# TASK
Rewrite the data from the line with "I'd really appreciate it if you could find the riverbank" up to and including the line with "[635,316,659,348]", keeping every line and multiplying each bounding box coordinate by 2.55, rounded to a whole number with halves going up. Return only those lines.

########################################

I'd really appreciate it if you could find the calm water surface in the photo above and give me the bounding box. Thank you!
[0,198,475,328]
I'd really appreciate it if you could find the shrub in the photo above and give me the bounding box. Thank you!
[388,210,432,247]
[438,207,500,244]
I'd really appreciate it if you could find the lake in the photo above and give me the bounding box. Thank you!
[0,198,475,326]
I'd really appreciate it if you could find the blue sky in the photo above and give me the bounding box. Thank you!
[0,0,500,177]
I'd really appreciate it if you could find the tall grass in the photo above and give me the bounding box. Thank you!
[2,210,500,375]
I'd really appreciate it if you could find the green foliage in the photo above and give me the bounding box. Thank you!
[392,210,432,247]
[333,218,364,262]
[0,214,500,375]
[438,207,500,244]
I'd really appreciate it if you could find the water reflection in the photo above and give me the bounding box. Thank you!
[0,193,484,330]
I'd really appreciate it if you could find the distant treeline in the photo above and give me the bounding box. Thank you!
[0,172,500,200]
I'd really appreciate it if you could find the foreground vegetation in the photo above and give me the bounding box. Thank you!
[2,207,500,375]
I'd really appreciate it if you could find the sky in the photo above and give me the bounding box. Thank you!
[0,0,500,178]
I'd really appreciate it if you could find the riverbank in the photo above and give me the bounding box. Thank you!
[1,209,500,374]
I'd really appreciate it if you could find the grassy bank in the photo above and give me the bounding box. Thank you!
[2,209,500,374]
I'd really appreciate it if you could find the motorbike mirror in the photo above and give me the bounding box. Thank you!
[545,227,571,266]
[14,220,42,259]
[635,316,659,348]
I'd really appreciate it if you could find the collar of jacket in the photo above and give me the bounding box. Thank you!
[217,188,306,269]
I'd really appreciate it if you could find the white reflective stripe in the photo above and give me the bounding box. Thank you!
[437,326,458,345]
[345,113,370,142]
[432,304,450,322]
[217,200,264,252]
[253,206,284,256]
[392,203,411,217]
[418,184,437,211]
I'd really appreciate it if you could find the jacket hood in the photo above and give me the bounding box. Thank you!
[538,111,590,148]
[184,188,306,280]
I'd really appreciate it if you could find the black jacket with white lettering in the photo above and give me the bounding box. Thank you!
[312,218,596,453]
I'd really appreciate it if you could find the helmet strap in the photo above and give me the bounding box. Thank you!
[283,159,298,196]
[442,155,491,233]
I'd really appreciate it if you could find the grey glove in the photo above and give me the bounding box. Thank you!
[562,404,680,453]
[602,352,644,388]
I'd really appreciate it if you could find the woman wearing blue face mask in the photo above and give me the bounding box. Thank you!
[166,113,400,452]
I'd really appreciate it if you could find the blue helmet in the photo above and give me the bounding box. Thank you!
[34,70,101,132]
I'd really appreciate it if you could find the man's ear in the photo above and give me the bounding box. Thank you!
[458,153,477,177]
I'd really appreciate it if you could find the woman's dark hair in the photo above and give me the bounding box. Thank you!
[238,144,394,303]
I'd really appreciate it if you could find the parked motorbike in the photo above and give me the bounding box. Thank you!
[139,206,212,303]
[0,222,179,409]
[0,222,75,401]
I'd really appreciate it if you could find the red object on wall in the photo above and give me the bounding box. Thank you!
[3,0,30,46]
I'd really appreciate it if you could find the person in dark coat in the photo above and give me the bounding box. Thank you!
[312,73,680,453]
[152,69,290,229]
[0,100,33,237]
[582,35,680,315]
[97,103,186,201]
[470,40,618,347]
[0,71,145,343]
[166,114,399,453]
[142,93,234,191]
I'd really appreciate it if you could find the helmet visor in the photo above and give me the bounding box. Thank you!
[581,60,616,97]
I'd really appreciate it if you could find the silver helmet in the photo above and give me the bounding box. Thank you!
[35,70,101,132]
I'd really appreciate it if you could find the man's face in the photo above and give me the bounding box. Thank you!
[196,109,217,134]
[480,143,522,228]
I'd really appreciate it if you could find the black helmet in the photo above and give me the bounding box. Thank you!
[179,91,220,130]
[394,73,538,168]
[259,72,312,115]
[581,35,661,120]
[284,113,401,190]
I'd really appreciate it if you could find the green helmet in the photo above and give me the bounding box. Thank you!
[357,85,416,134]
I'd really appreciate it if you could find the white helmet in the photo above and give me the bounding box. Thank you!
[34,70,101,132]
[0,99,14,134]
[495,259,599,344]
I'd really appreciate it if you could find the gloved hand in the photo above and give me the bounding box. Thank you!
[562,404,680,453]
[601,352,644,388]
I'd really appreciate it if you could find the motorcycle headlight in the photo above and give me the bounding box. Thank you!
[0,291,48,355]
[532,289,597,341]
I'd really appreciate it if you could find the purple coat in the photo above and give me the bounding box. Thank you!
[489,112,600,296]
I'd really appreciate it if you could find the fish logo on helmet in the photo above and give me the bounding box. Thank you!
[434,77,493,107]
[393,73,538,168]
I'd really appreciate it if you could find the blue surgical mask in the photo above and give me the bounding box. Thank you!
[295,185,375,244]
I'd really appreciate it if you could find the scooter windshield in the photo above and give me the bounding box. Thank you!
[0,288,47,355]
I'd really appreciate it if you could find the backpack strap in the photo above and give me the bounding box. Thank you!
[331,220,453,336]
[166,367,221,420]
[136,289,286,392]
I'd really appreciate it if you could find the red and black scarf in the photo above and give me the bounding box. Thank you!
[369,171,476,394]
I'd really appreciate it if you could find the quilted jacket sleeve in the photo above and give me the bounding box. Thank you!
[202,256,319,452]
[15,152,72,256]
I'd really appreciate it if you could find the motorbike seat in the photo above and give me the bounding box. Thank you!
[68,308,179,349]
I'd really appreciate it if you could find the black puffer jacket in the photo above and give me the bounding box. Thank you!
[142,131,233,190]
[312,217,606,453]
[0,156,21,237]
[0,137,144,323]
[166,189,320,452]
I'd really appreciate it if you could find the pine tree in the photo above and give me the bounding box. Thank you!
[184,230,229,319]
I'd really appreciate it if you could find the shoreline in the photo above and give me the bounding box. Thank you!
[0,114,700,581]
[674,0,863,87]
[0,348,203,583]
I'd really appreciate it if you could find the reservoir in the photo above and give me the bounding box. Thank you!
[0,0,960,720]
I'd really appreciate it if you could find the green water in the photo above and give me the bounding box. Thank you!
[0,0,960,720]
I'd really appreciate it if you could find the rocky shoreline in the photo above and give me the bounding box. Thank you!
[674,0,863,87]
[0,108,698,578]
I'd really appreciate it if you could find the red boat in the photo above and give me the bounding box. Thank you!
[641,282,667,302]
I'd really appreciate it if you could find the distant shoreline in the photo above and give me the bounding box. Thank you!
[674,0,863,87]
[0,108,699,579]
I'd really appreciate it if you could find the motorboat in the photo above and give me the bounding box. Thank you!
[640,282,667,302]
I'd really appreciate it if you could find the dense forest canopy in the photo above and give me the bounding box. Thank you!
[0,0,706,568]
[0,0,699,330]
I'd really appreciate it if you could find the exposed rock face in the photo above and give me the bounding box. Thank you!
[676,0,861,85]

########################################

# OUTPUT OF THE TASK
I'd really appreciate it if you could find the riverbank in the photo above and give me the bounding box. Thank you!
[3,533,1275,954]
I'd really appreciate it if you could find the grassy bank in the photo above and give me the bounding box. Thank you!
[5,533,1275,954]
I'd really appreciate it if you could find the motorbike mirror in the photo above and give me the bounding box. Thank you!
[1390,579,1456,678]
[36,561,107,660]
[1619,806,1680,887]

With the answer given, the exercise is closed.